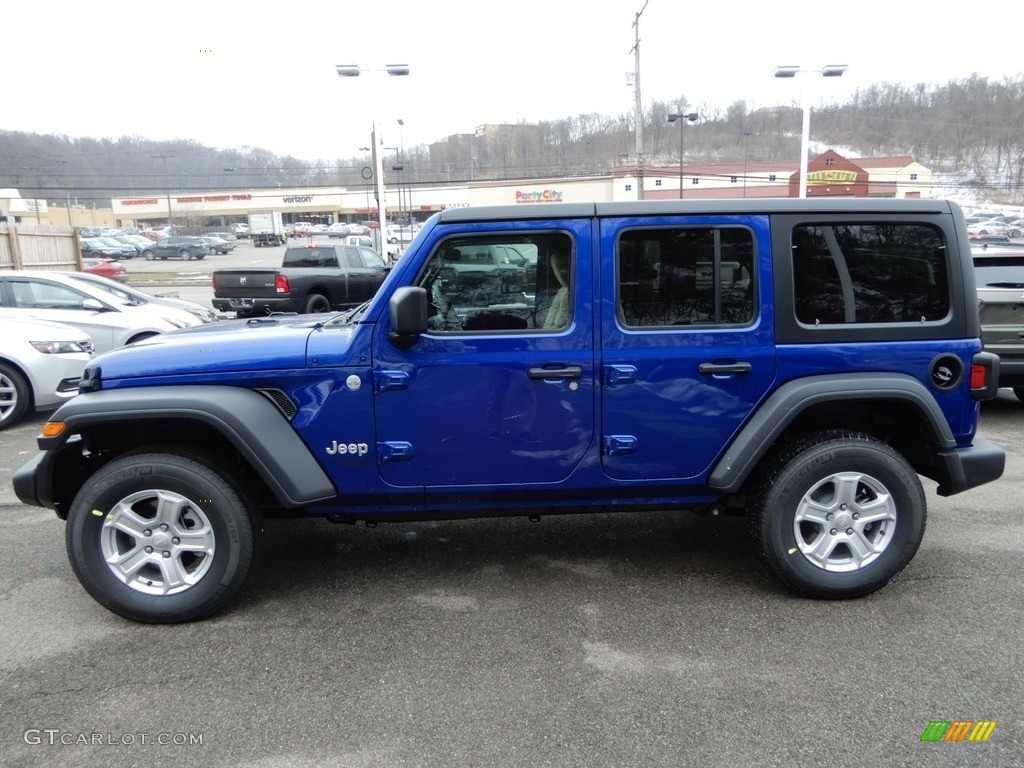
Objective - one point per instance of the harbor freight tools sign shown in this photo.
==
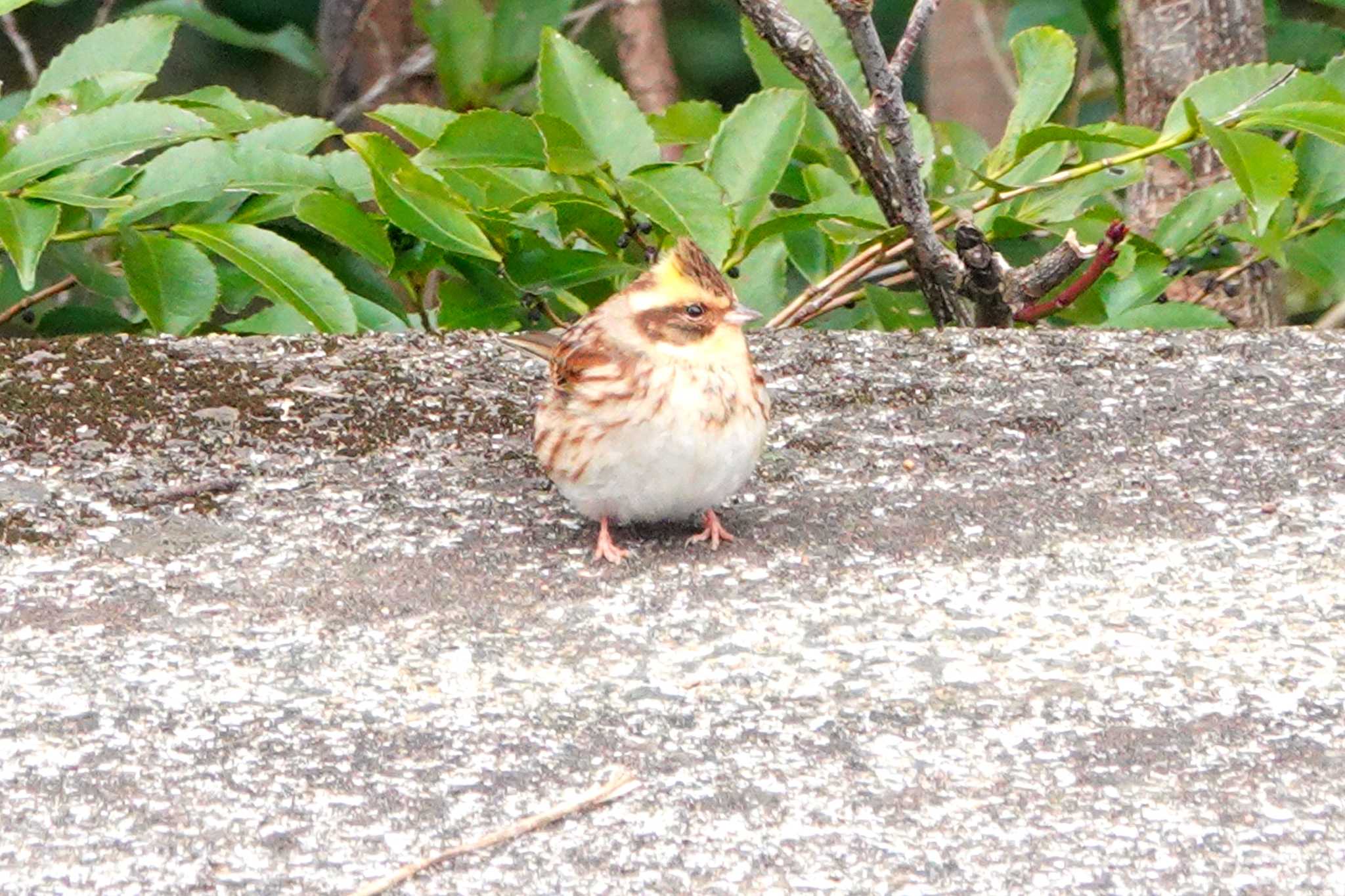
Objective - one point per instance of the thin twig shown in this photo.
---
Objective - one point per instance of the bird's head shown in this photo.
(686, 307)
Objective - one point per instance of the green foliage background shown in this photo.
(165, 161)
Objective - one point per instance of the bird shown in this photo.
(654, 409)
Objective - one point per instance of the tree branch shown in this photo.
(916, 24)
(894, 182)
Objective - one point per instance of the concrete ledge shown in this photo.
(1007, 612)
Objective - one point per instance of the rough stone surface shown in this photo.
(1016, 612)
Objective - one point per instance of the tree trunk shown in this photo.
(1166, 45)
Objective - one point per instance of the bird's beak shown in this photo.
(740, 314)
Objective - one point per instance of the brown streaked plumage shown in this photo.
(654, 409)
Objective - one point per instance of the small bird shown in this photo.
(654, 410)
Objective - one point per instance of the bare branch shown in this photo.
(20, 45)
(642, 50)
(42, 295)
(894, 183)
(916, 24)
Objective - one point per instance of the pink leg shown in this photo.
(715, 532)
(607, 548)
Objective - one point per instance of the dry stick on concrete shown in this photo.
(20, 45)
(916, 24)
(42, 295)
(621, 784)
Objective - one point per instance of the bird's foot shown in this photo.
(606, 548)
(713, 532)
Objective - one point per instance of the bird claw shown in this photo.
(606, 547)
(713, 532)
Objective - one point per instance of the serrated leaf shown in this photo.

## GOAL
Copy the rows word for word, starting with the line that contains "Objective - one point per instance of the tree branch" and going on through the line that contains "Objective - one point per instance of the serrated", with both of those lines included.

## TASK RESPONSE
Objective - one point per instance of the tree branch shown in this photo.
(916, 24)
(894, 182)
Objective - one point per instance of the concrete ledge shown in this photo.
(1007, 612)
Objective - one point per instance of the rough stone surface shown in this photo.
(1016, 612)
Objective - one point per instance of the tree trunk shown in this photo.
(1166, 45)
Objective - one point per instance of the bird's beak shown in this photo.
(740, 314)
Objective - one point per instance of the brown streaked plumage shown in this photo.
(654, 409)
Objective - one point per instance of the small bird shown in this photo.
(654, 410)
Objective - one point per instance of the bare branch shown in this photo.
(20, 45)
(642, 50)
(42, 295)
(894, 183)
(916, 24)
Objective - one point per instance of the pink leg shown in this photo.
(715, 532)
(607, 548)
Objective - one point per instance of the dry stick on concrete shown in this photo.
(20, 45)
(916, 24)
(42, 295)
(621, 784)
Objective - one point per instance of the bird's foot shown in this photo.
(606, 548)
(713, 532)
Objective - one point per instance of the bird claw shown in this photo.
(606, 547)
(713, 532)
Objective - one point per instance of the serrated leaf shown in this photo.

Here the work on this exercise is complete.